=== BAGIAN LATIHAN ===
a. Ambil dari artikel tentang izin praktik peserta PPDS semua teks mulai "Menkes mengungkapkan bahwa" sampai dengan "jawab klinis mereka.", tanpa perubahan apa pun.
b. Jawab pertanyaan berikut berdasarkan artikel tentang izin praktik peserta PPDS.
(i) Untuk meringankan apa pemberian SIP dokter umum kepada peserta PPDS dilakukan?
(ii) Undang-undang apa yang membuat STR dokter umum tetap aktif selama masa pendidikan spesialis?
(iii) Berapa salinan legalisir yang menyertai STR-P?
c. Tulis lanjutan artikel tentang izin praktik peserta PPDS, dimulai setelah kalimat terakhirnya.

───── KUTIPAN TERPILIH

Jakarta – Menteri Kesehatan RI, Budi Gunadi Sadikin, menyatakan bahwa pemberian Surat Izin Praktik (SIP) sebagai dokter umum kepada peserta Program Pendidikan Dokter Spesialis (PPDS) bersifat pilihan. Langkah ini bertujuan untuk meringankan tekanan finansial yang sering dialami oleh para peserta selama masa pendidikan mereka.
Menkes mengungkapkan bahwa banyak peserta PPDS kesulitan secara ekonomi karena tidak memiliki sumber pendapatan. Melalui kebijakan baru ini, peserta diberi kesempatan untuk tetap menjalankan praktik sebagai dokter umum tanpa mengganggu kewajiban pendidikan dan tanggung jawab klinis mereka.
Sebelumnya, PPDS hanya diizinkan memiliki satu Surat Tanda Registrasi (STR), yakni STR khusus peserta pendidikan spesialis, sehingga mereka tidak dapat berpraktik sebagai dokter umum secara sah. Namun, setelah Undang-Undang Nomor 17 Tahun 2023 tentang Kesehatan diberlakukan, STR dokter umum tetap aktif selama masa pendidikan spesialis, memungkinkan PPDS bekerja di luar jam pendidikan di fasilitas kesehatan.
Hal ini diperkuat oleh Peraturan Konsil Kedokteran Indonesia (kini Konsil Kesehatan Indonesia) Nomor 21 Tahun 2014, yang menetapkan STR Peserta (STR-P) sebagai tanda registrasi resmi. STR-P ini disertai tiga salinan legalisir yang dapat digunakan untuk administrasi pendidikan dan pengajuan SIP untuk praktik mandiri.
Tujuan dari kebijakan ini adalah memberikan kepastian hukum dan membuka peluang kerja yang wajar bagi peserta PPDS.
“Kita ingin sistem pendidikan dokter spesialis kita sejalan dengan standar global. Idealnya, mereka tak perlu membayar untuk belajar, tetapi mendapatkan penghasilan melalui praktik,” ujar Budi.

──────────
───── BAHAN YANG DIBERIKAN

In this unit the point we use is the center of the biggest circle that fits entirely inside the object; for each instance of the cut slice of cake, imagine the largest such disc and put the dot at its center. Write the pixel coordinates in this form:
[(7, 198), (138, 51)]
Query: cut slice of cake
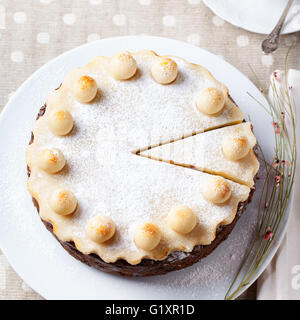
[(226, 151)]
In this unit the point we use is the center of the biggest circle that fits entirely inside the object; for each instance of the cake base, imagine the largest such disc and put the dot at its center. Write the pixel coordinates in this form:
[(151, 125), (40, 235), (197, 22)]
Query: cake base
[(175, 260)]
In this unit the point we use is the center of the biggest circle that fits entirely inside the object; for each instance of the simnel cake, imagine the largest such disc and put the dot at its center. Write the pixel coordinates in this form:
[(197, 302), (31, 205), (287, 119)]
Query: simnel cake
[(141, 164)]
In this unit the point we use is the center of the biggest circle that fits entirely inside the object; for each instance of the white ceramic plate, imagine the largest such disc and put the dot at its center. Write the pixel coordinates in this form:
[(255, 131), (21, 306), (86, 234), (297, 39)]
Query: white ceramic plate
[(258, 16), (34, 253)]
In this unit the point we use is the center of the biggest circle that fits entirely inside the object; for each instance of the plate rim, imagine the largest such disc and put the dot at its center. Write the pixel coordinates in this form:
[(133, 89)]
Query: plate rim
[(219, 13)]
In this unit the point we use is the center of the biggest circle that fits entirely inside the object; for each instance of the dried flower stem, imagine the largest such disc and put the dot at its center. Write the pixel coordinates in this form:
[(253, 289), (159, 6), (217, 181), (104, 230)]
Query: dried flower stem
[(278, 184)]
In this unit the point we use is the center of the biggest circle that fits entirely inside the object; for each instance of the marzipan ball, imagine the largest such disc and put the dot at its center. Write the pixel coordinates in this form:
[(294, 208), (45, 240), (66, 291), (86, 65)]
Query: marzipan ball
[(217, 190), (210, 101), (85, 89), (122, 66), (100, 229), (235, 148), (63, 202), (60, 122), (164, 70), (147, 236), (51, 160), (182, 219)]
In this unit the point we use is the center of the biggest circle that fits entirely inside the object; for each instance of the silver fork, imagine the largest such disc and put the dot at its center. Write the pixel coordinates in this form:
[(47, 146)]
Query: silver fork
[(271, 43)]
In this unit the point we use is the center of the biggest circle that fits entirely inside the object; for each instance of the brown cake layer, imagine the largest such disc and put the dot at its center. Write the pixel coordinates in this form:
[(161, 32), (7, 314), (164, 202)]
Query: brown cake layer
[(148, 267)]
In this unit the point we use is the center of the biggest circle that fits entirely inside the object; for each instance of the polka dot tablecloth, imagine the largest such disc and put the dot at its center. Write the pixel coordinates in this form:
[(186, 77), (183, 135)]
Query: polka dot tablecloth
[(34, 31)]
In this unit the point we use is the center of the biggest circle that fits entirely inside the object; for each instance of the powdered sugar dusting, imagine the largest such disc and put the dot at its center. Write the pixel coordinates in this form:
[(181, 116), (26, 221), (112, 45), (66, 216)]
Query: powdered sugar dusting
[(108, 179)]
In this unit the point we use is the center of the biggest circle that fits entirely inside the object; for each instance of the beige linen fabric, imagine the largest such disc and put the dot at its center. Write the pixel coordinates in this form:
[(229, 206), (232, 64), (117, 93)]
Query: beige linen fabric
[(34, 31), (281, 279)]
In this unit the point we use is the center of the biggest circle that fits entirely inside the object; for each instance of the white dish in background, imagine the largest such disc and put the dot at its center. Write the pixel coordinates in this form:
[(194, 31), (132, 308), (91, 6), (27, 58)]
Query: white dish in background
[(34, 253), (258, 16)]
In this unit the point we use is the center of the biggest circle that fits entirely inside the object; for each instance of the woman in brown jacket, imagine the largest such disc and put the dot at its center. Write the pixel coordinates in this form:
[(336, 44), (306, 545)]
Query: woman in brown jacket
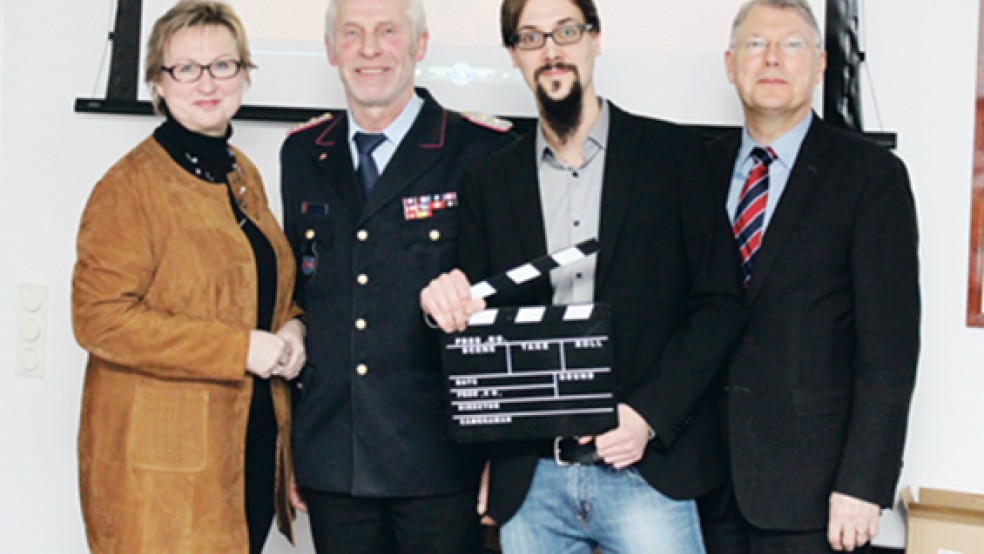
[(182, 275)]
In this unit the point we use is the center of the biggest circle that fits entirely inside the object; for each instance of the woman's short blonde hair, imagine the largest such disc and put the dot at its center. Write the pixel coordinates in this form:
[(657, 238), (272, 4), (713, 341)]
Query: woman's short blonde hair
[(185, 14)]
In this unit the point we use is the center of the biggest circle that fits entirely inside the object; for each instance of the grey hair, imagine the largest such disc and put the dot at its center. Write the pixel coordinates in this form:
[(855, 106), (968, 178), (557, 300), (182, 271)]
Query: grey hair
[(802, 7), (415, 11)]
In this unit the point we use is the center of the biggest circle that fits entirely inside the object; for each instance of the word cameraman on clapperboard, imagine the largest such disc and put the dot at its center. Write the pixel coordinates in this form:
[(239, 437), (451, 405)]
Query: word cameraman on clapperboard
[(370, 209), (667, 266)]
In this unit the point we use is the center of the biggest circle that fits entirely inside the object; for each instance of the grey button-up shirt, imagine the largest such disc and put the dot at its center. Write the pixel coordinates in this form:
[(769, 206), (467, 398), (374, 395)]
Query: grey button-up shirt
[(571, 199)]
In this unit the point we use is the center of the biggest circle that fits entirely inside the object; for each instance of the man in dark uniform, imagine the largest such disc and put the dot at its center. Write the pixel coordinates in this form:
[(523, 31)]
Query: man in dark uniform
[(370, 207)]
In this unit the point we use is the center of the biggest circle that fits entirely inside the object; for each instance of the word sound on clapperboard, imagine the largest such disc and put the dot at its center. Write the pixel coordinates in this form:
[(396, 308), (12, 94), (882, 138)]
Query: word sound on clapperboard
[(531, 372)]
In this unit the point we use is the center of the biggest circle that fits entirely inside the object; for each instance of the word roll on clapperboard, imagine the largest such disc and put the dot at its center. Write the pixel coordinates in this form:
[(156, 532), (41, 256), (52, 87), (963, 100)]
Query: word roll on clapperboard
[(531, 372)]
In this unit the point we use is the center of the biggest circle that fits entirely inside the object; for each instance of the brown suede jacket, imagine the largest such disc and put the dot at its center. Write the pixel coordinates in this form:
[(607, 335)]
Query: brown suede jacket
[(163, 299)]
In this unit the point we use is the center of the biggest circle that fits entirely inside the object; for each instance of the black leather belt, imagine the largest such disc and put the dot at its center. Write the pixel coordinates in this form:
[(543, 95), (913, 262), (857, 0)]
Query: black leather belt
[(566, 451)]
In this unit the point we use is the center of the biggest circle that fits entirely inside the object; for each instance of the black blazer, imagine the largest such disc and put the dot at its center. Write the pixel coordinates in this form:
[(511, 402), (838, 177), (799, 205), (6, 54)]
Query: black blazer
[(667, 266), (384, 433), (821, 381)]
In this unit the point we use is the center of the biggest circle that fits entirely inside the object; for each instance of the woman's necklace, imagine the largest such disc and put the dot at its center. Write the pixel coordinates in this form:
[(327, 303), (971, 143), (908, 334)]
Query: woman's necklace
[(203, 173)]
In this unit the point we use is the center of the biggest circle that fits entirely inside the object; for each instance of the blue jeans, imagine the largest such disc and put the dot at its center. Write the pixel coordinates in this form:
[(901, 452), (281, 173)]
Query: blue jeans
[(575, 509)]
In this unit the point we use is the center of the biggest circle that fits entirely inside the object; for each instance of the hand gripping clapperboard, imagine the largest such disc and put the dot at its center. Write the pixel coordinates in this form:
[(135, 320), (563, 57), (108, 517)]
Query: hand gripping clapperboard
[(531, 372)]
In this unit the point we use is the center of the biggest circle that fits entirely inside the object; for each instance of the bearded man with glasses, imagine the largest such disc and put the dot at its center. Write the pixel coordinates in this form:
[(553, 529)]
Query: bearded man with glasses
[(666, 265)]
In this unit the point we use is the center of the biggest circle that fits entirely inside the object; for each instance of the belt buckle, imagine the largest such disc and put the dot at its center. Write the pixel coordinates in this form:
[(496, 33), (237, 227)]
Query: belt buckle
[(557, 459)]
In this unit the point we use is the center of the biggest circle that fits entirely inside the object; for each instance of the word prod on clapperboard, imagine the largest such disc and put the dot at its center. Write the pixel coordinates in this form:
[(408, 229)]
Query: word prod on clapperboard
[(531, 372)]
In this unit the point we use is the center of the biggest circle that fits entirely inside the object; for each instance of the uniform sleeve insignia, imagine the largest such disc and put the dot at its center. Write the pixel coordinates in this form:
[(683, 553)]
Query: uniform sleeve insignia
[(311, 123), (488, 121)]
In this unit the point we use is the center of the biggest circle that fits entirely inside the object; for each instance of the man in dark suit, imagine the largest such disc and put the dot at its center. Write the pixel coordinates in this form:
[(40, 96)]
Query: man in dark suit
[(665, 265), (370, 207), (819, 387)]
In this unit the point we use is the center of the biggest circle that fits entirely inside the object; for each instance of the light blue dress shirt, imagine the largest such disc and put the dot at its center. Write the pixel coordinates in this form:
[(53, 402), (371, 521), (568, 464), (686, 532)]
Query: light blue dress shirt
[(786, 149), (394, 134)]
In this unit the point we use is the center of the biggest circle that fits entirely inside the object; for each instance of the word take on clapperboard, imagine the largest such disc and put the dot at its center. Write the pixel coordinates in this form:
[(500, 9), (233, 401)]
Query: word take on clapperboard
[(531, 372)]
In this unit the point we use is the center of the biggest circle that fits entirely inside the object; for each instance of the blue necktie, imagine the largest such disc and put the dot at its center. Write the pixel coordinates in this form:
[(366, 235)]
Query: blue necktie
[(368, 172)]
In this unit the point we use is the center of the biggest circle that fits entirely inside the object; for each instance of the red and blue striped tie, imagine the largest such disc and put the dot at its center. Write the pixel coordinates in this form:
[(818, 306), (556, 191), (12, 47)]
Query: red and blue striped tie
[(750, 215)]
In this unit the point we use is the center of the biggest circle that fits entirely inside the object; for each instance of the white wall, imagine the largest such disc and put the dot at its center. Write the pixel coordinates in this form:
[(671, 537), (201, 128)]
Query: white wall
[(922, 60)]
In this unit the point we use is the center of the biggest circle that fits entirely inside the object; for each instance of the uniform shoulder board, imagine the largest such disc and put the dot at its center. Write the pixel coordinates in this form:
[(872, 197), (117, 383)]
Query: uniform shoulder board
[(488, 121), (311, 123)]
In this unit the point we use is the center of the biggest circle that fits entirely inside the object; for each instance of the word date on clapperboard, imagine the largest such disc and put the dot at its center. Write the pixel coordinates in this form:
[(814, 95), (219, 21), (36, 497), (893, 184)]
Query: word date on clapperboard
[(531, 372)]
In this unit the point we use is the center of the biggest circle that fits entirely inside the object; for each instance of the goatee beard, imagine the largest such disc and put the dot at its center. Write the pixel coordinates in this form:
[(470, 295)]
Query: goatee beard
[(562, 115)]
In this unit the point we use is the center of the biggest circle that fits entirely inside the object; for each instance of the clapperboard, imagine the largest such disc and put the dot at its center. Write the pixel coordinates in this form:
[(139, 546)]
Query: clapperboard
[(531, 372)]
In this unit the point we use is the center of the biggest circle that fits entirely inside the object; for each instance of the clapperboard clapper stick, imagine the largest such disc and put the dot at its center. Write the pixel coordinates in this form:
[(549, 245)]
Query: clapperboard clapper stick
[(531, 372)]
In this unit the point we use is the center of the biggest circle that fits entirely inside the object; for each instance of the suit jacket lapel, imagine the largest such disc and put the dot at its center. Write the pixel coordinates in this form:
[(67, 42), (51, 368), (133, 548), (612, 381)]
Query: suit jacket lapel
[(522, 182), (620, 164), (811, 164), (421, 148), (332, 155)]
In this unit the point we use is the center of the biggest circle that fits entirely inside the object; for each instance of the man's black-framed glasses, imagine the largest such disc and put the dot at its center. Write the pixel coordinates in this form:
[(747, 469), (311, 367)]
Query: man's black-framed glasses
[(189, 72), (569, 33)]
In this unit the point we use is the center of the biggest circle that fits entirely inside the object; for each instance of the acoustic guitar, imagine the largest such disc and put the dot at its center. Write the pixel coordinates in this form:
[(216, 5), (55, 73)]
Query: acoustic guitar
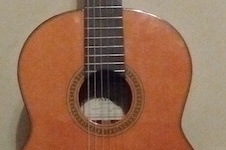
[(105, 78)]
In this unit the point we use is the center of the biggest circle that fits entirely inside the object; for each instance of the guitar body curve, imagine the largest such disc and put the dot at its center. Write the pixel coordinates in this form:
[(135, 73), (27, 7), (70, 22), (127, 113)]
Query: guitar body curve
[(154, 51)]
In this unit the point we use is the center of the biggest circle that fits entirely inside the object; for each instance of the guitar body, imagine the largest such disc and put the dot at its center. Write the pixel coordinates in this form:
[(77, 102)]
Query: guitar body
[(154, 51)]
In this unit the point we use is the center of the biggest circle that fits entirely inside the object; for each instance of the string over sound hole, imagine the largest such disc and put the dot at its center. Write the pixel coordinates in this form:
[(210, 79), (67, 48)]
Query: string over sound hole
[(105, 97)]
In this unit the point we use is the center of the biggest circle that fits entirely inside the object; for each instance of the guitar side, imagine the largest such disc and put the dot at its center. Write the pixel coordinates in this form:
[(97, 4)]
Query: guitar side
[(153, 50)]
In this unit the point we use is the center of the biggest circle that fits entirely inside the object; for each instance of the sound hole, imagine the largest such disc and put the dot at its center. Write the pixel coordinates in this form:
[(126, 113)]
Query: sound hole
[(105, 97)]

──────────

=== HASIL PER TUGAS ===
a.
Menkes mengungkapkan bahwa banyak peserta PPDS kesulitan secara ekonomi karena tidak memiliki sumber pendapatan. Melalui kebijakan baru ini, peserta diberi kesempatan untuk tetap menjalankan praktik sebagai dokter umum tanpa mengganggu kewajiban pendidikan dan tanggung jawab klinis mereka.

b.
(i) Tekanan finansial yang sering dialami peserta selama masa pendidikan.
(ii) Undang-Undang Nomor 17 Tahun 2023 tentang Kesehatan.
(iii) Tiga salinan.

c.
Ia juga menambahkan bahwa PPDS berbasis rumah sakit telah menerima insentif dari aktivitas internal, dan dengan izin praktik sebagai dokter umum, peserta yang berbasis universitas tetap akan memperoleh dukungan dari pemerintah.
Budi menjelaskan, praktik dokter umum oleh PPDS bisa dilakukan di luar rumah sakit pendidikan, tetapi harus sejalan dengan ketentuan dari masing-masing program studi.
Selama ini, universitas bertanggung jawab atas rekrutmen dan pembiayaan pendidikan PPDS, sementara rumah sakit vertikal hanya menjadi tempat praktik.
dr. Mohammad Syahril dari Konsil Kesehatan Indonesia menambahkan bahwa peserta bisa mengajukan SIP untuk praktik di klinik swasta, selama memenuhi syarat yang ditentukan oleh masing-masing program studi. Beberapa Prodi mengizinkan praktik setelah tahun kedua atau ketiga pendidikan.
“Peserta dapat kembali menjalankan praktik sesuai kompetensi sebelumnya sebagai dokter umum, selama mematuhi peraturan Prodi,” kata dr. Syahril.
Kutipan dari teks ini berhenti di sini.